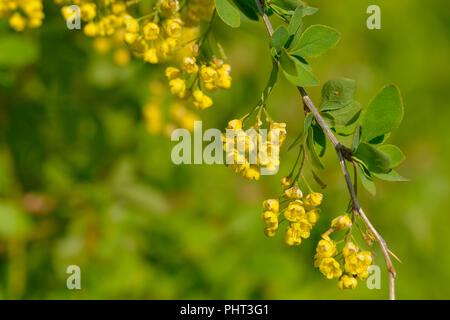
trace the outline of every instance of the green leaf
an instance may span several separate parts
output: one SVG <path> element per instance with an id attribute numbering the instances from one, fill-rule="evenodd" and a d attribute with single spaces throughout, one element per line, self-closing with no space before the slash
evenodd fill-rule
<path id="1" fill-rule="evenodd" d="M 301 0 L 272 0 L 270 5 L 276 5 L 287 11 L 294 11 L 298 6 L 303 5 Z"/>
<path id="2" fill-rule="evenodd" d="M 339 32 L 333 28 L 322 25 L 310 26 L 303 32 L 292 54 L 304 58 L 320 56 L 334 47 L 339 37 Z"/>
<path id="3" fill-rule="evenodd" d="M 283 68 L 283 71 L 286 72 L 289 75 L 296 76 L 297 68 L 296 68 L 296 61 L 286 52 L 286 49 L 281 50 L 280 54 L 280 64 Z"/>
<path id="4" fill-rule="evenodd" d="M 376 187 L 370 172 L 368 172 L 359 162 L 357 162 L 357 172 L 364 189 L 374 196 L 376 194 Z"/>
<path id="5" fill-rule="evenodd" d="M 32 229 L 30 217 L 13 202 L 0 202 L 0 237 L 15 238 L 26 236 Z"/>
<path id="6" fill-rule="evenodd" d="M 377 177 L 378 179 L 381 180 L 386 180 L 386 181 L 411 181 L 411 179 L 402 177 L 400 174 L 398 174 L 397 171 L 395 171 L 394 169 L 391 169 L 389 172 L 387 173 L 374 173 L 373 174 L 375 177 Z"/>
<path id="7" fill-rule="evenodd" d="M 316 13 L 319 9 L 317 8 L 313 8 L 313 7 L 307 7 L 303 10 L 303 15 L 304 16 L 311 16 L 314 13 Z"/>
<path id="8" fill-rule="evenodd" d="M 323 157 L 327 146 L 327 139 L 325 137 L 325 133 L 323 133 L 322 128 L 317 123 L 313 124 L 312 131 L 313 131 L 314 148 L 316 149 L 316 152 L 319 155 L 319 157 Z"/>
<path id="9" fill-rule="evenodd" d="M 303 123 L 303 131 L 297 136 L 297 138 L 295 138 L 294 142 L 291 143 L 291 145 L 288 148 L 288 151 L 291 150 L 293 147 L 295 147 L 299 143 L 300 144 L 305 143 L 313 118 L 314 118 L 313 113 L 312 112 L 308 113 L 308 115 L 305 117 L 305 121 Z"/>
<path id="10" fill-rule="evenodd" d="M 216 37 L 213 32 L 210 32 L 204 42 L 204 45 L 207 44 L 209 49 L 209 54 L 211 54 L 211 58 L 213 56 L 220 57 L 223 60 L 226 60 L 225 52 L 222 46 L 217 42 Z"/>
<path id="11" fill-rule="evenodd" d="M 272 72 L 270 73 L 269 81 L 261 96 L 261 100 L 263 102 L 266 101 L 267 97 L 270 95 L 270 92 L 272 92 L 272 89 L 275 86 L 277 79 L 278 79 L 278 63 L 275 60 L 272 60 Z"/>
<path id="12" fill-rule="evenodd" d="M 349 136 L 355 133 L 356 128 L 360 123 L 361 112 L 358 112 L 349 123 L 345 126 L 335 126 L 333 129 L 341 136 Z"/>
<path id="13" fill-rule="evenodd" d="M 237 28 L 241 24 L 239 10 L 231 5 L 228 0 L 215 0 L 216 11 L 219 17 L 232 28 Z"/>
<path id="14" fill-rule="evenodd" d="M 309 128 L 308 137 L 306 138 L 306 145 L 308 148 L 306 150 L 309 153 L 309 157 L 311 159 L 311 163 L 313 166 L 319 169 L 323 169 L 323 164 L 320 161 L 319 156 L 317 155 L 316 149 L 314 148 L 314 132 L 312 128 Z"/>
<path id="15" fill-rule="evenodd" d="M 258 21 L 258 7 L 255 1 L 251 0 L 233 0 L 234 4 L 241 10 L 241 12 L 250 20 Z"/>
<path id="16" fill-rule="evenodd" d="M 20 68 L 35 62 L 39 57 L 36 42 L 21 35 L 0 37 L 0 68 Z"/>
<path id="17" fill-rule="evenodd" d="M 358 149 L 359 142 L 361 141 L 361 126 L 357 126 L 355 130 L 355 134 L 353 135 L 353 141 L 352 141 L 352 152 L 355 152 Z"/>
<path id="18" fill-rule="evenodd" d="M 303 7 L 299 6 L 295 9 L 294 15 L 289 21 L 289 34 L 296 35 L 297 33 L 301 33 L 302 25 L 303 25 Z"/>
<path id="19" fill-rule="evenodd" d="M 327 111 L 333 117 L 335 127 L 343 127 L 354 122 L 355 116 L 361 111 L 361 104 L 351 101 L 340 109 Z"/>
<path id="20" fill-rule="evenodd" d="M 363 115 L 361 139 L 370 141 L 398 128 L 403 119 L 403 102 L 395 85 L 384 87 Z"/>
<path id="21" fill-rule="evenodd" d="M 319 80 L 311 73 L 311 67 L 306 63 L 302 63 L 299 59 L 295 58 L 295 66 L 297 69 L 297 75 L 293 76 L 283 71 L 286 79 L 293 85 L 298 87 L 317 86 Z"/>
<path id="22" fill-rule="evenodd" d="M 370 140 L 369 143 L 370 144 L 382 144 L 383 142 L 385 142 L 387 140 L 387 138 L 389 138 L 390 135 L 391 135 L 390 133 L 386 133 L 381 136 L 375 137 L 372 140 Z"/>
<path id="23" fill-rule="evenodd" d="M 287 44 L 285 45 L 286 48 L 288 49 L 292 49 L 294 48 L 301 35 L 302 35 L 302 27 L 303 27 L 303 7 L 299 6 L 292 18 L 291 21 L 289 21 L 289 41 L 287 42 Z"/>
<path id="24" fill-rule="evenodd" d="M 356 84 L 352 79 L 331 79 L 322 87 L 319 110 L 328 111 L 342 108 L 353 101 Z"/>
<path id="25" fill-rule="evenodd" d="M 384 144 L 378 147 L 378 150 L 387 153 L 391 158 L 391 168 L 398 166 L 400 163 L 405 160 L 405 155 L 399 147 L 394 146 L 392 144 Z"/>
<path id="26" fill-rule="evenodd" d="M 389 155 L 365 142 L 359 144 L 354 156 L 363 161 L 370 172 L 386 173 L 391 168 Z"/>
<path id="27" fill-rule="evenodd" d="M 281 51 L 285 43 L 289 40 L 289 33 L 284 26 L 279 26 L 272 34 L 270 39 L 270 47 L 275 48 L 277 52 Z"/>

----

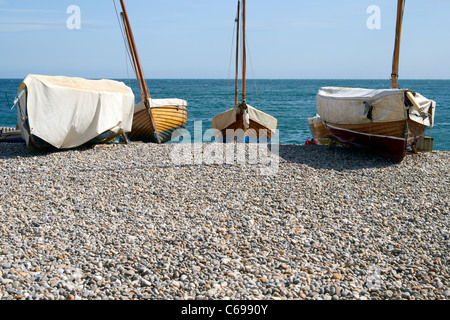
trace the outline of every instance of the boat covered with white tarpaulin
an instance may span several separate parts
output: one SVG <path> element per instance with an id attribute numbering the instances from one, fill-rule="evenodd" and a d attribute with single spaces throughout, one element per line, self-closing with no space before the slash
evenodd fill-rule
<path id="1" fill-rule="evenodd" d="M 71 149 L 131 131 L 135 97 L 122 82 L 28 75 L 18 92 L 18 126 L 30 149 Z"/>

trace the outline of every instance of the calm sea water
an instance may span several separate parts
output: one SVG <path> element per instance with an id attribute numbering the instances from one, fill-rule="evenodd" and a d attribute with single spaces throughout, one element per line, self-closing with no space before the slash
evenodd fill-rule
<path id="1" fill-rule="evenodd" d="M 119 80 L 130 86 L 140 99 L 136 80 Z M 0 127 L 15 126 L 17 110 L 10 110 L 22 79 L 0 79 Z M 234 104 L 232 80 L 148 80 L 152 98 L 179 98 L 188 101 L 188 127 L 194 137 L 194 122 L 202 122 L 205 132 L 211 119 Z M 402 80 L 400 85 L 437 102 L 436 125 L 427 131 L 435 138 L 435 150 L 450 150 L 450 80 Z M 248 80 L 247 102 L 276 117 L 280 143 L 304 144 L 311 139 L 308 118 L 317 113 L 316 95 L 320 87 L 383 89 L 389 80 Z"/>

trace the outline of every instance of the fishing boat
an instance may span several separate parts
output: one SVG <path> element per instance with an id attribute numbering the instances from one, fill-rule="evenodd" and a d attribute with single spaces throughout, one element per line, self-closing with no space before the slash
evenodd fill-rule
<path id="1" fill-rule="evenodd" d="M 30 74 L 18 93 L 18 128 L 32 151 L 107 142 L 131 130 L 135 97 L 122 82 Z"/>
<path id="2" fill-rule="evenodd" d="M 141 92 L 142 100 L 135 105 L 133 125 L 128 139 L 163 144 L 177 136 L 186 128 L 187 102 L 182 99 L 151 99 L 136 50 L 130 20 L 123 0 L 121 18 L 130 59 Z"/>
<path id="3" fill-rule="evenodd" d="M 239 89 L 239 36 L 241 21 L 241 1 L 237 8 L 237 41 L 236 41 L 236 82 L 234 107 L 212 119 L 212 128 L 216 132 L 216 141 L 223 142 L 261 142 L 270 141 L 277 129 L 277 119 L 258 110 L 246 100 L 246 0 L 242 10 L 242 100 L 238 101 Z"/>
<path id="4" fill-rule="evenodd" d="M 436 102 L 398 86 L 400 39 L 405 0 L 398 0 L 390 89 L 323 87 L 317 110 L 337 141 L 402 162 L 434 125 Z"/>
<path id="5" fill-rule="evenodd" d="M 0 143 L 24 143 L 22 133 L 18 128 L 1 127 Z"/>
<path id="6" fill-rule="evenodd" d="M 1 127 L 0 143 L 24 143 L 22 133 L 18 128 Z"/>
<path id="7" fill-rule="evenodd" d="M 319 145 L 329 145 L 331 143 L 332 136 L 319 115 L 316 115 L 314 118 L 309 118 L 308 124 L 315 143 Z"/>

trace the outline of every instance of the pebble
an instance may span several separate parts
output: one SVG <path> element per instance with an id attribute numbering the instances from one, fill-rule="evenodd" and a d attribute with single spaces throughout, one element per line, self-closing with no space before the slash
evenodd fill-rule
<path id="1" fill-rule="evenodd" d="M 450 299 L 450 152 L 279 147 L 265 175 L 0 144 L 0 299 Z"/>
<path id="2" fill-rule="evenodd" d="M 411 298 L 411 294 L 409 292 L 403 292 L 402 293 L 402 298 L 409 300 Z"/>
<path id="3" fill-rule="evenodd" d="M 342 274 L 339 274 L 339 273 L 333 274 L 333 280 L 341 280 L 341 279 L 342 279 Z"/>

----

**Instructions to follow**.
Each line above with the word "trace" needs to be copied.

**Answer box**.
trace the outline of every instance of the green leaf
trace the outline of every instance of the boat covered with white tarpaulin
trace the outline of every instance of the calm sea water
trace the outline of every instance of the fishing boat
trace the outline of every instance of the pebble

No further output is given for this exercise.